▶ Source excerpt:
=======

Marko Balabanovic, Chief Technology Officer at Digital Catapult, writes about the barriers facing machine learning companies, particularly when they are looking to scale.
Machine learning techniques, within the field of Artificial Intelligence, are becoming increasingly effective and important for data innovators. The major challenges facing fast-growing organisations have been well documented in the Scale-Up Report, and include recruiting skilled employees, building leadership capability, accessing customer and finance, and navigating infrastructure.
However, for companies whose products and services use machine learning, we see two more specific barriers: access to skilled machine learning specialists, and access to large pools of data with which to train their algorithms. Both are exacerbated by the dominant position of the “GAFA” major internet companies (Google, Apple, Facebook and Amazon), who are rapidly acquiring large machine learning teams and have many advantages in acquiring training data through the data and channels they already control.
The well-documented shortage of data scientists gives us strong indications about the availability of machine learning specialists, as the two fields are close. A McKinsey study predicts that globally, demand for data scientists is projected to exceed supply by more than 50% by 2018. Whereas you’d expect a data scientist to use techniques from fields such as statistics, data mining, predictive analytics to extract knowledge and insight from structured and instructed data, a machine learning engineer or scientist may be applying techniques in entirely new areas or innovating on the algorithms and tools themselves.

=======

▶ The task: Please state what the McKinsey study cited in the machine learning article predicts about data scientists.

=======

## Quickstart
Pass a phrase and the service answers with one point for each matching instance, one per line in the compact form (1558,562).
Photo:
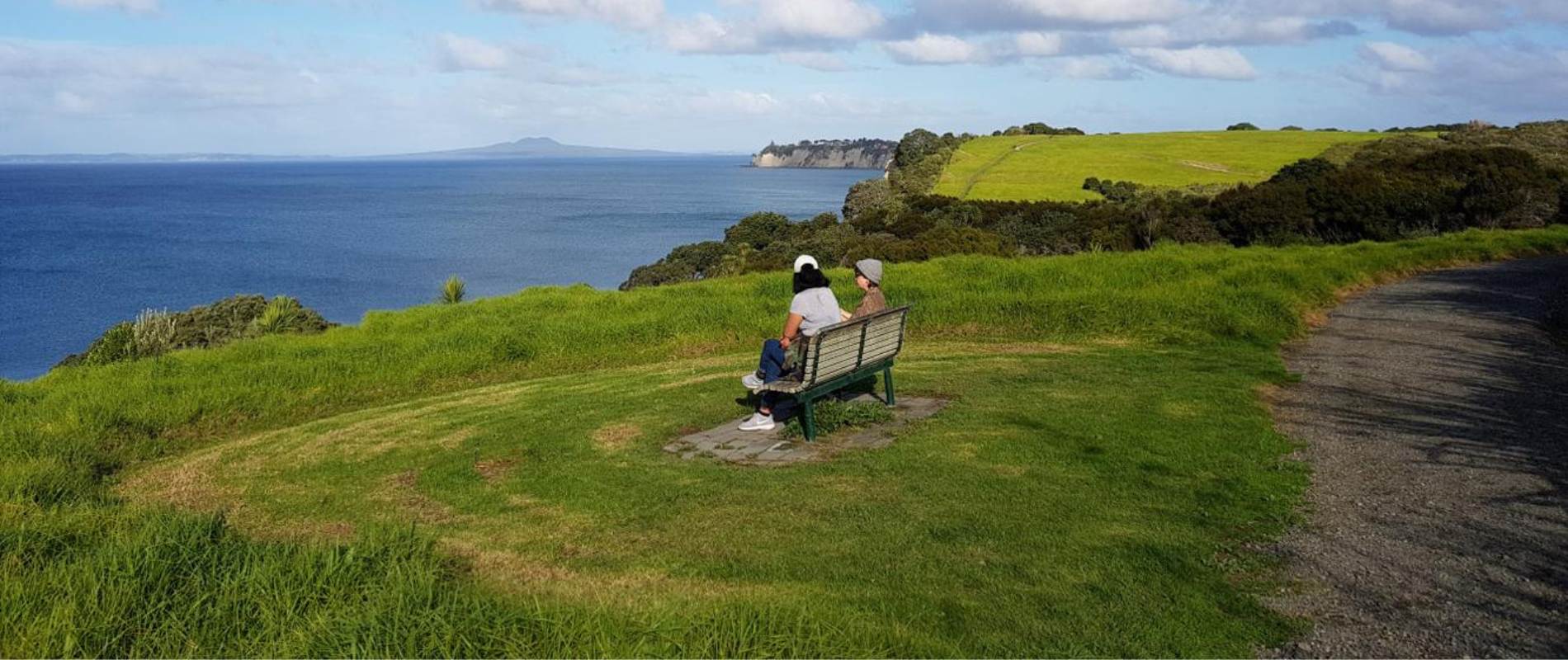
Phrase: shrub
(201,327)
(116,346)
(281,315)
(153,332)
(452,290)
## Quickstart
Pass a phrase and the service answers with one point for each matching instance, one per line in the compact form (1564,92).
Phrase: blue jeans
(772,362)
(772,367)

=======

▶ Result for this task: Globally, demand for data scientists will exceed supply by more than 50% by 2018.